▶ _SET TASK_
Report how many lines in the records contain the word "cyclist", giving only the number.

▶ _MATERIAL PROVIDED_
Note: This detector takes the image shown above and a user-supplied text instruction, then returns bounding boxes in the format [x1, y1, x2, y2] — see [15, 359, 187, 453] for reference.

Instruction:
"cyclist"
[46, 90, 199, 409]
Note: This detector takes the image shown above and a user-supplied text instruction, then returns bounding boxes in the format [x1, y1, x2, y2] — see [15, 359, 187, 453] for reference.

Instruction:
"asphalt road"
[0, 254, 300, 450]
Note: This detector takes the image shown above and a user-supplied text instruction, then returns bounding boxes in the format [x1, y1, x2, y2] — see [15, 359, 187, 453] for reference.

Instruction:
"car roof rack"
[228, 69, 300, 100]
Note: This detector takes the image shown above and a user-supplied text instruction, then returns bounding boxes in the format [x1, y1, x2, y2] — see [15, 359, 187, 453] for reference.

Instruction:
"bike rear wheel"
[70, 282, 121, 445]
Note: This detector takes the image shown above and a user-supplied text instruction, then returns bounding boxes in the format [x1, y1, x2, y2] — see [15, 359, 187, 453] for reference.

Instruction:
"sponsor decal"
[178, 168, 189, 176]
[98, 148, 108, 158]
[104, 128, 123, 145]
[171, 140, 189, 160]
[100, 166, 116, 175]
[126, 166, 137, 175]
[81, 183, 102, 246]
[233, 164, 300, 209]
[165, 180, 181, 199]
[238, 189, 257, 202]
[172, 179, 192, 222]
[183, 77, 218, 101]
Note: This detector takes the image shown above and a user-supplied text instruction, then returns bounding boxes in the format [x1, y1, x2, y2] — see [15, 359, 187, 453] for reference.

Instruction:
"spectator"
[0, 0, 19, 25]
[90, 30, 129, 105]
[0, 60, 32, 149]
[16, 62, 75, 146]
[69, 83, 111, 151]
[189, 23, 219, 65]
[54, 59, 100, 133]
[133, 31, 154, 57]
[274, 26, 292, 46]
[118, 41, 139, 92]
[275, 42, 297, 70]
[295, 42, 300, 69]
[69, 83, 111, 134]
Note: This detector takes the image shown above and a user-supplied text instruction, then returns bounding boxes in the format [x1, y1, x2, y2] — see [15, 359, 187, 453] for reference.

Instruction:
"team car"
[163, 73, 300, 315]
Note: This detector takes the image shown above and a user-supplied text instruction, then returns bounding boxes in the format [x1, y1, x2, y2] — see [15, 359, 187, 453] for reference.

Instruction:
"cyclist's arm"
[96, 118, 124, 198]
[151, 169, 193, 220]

--

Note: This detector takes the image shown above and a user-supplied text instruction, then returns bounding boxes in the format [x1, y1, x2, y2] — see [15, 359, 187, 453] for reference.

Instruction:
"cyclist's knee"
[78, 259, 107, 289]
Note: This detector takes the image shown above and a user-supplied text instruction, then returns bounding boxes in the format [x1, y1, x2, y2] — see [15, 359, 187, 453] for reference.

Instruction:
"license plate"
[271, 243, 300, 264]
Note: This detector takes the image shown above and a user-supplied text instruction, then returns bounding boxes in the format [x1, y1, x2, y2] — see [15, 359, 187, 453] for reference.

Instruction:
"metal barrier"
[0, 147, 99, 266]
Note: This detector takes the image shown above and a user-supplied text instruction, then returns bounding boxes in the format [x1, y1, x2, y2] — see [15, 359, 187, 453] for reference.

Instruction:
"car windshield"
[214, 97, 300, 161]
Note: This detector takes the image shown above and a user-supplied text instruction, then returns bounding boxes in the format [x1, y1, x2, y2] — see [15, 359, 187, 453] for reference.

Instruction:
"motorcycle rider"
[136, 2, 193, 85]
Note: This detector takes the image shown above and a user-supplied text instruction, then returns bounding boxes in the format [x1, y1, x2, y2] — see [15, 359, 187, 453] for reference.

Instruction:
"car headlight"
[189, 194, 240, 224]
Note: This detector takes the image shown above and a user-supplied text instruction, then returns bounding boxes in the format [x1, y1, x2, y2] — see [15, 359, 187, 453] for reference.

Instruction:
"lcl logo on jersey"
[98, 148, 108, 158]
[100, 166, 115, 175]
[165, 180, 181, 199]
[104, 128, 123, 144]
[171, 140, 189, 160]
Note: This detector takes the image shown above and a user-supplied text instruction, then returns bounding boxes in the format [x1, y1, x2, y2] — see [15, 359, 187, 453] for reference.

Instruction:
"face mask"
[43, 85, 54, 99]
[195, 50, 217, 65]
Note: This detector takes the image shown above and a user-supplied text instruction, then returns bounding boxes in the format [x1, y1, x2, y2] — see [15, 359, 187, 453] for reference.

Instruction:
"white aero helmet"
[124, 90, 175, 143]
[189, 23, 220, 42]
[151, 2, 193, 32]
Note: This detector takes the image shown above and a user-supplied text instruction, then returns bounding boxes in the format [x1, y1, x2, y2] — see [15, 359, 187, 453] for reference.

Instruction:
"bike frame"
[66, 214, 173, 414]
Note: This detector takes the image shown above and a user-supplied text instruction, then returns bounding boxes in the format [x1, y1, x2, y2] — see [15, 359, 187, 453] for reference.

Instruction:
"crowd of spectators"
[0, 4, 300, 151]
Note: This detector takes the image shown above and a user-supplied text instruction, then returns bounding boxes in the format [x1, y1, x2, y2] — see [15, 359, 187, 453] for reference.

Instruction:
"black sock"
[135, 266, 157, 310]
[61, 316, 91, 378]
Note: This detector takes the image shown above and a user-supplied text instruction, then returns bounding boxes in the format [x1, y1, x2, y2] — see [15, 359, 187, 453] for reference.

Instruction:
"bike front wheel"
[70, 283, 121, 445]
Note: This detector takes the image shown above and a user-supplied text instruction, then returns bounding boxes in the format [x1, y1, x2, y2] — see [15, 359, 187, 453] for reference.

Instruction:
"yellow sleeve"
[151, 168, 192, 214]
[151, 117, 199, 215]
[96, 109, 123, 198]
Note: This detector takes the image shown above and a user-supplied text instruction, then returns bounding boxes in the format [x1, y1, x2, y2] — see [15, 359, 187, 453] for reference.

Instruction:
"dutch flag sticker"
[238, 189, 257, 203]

==

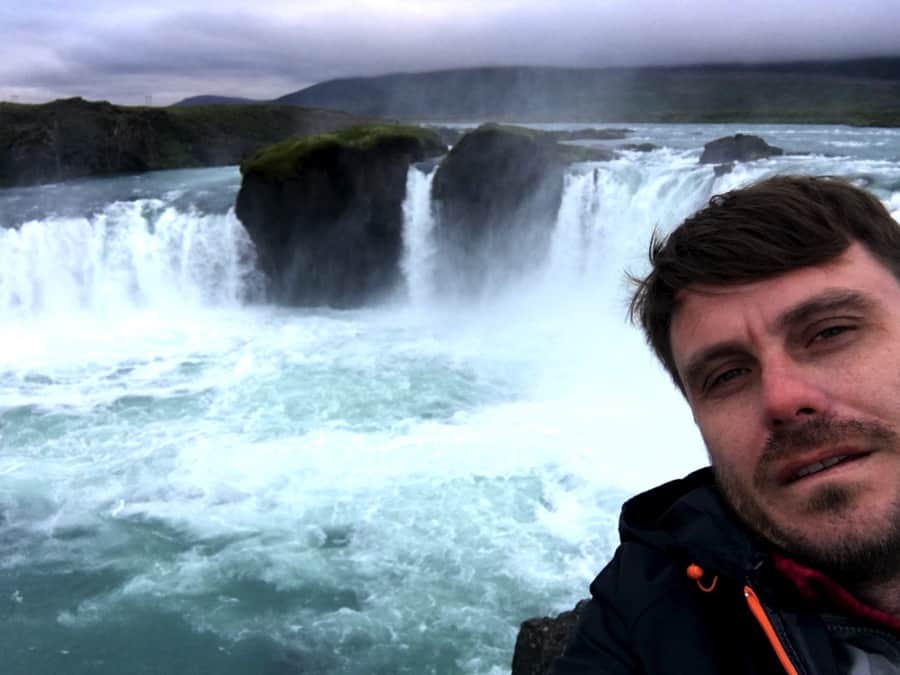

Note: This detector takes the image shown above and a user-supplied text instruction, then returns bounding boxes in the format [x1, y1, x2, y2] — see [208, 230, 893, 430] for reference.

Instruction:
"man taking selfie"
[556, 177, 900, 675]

▶ _ANSWER TO THE EXERCISE_
3